Una foto che sembra cogliere quanto detto dal curatore è quella dal titolo: Bosco ceduo innevato, Studio 1 Wakkanai Hokkaido, Giappone 2004. Tutto è perfetto: luce, neve, alberi … e di fronte ad essa si prova un senso di quiete, dolcezza, candore, silenzio. Mentre Castello di Felina Castelnuovo ne' Monti (Reggio Emilia) Italia 2008, ci rimanda al castello arroccato in cima, invalicabile, pieno di mistero; ricordi di tante fiabe ascoltate o lette, che evocano storie di magia e di incantesimi.

Una sensazione esattamente contrastante e diversa si coglie dalle foto dai vari titoli: Scarpe delle vittime, o Forno crematorio o Resti di capelli umani fotografate da Kenna negli anni novanta e facenti parte del catalogo Impossibile dimenticare. Foto piene di durezza, legate al dolore e alla sofferenza. Ci mette di fronte ai luoghi dove milioni di corpi sono stati straziati. Kenna si è recato nei luoghi dei campi di concentramento per ritrarre quelle testimonianze che ancora rimangono affinché non si dimentichi l'orrore dell' Olocausto. Riproporre queste 20 foto è molto importante perché negli ultimi anni il pensiero revisionista e il ritorno di formazioni di tipo neonazista stanno negando lo sterminio degli ebrei nei campi di concentramento.

Dal catalogo Skirà leggiamo che Ferdinando Scianna, uno dei fotografi italiani più noti, parla delle immagini di Kenna, come «… illuminate da una luce fisica e da un sentimento costante,…un atteggiamento estetico più da pittore che da fotografo» e aggiunge che « … è inconfondibile nelle fotografie di Kenna la materia, la luce, il clima psicologico».

Però quando Scianna parla «di atmosfere brumose, incerte, malinconiche, mai solari …» non siamo molto d'accordo perché invece troviamo in Kenna un aspetto ironico ed infantile che ci rimanda ai giochi dei bambini, quando da un finestrino si faceva a gara a contare prima e di più degli altri e per questo ci divertiamo a leggere il titolo Centoquattro uccelli o Nove barche o Dieci alberi che sembrano tanti soldatini in fila sopra a una balaustra e Dieci alberi e mezzo. O quando Kenna fotografa le Cinquanta staccionate che ci ricordano un pentagramma senza note musicali, o il Cespuglio non potato, divertente rappresentazione dove a destra e a sinistra si vedono potature perfette e al centro il cespuglio dal ciuffo ribelle. Con questo cogliere e soffermarsi su aspetti anche divertenti, sembra si possa dire che l'artista  consegni a noi spettatori la possibilità di osservare tutto ciò che ci sta attorno con occhi diversi suggerendoci una personale visione.

▶ **Materiale**
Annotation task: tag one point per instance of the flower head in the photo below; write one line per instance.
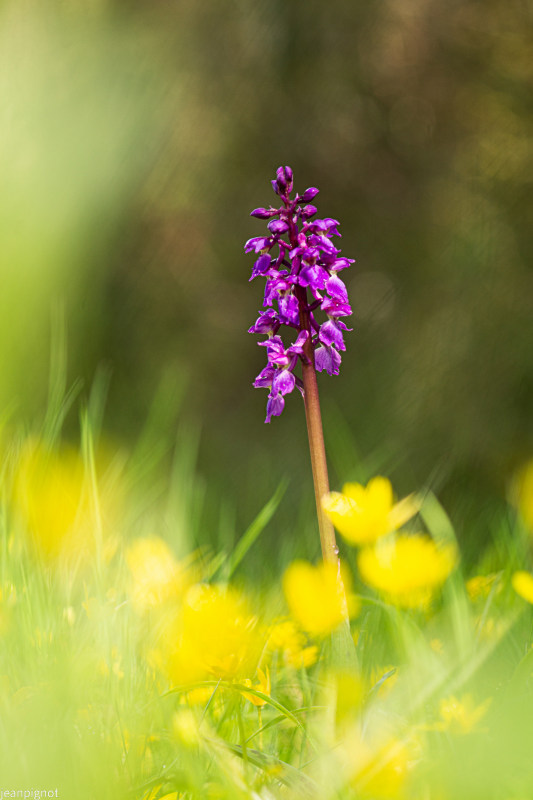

▶ **Cosa fare**
[1] Stampa il tratto del testo su Kenna che va da "Una foto che" fino a "e di incantesimi.".
[2] Riassumi in due frasi il testo su Kenna.
[3] Nel testo su Kenna, di quale catalogo fanno parte le foto dei campi di concentramento?

▶ **Elenco risposte**
[1]
Una foto che sembra cogliere quanto detto dal curatore è quella dal titolo: Bosco ceduo innevato, Studio 1 Wakkanai Hokkaido, Giappone 2004. Tutto è perfetto: luce, neve, alberi … e di fronte ad essa si prova un senso di quiete, dolcezza, candore, silenzio. Mentre Castello di Felina Castelnuovo ne' Monti (Reggio Emilia) Italia 2008, ci rimanda al castello arroccato in cima, invalicabile, pieno di mistero; ricordi di tante fiabe ascoltate o lette, che evocano storie di magia e di incantesimi.

[2] Il testo accosta le foto serene e fiabesche di Kenna, come il bosco innevato in Giappone e il castello di Felina, alle 20 foto dei campi di concentramento degli anni novanta, scattate perché non si dimentichi l'orrore dell'Olocausto. Riporta il giudizio di Ferdinando Scianna sulla luce e sul clima psicologico delle immagini, ma ne contesta le «atmosfere… mai solari» e mette in luce un lato ironico e infantile di Kenna, che invita a guardare ciò che ci circonda con occhi diversi.

[3] Del catalogo Impossibile dimenticare.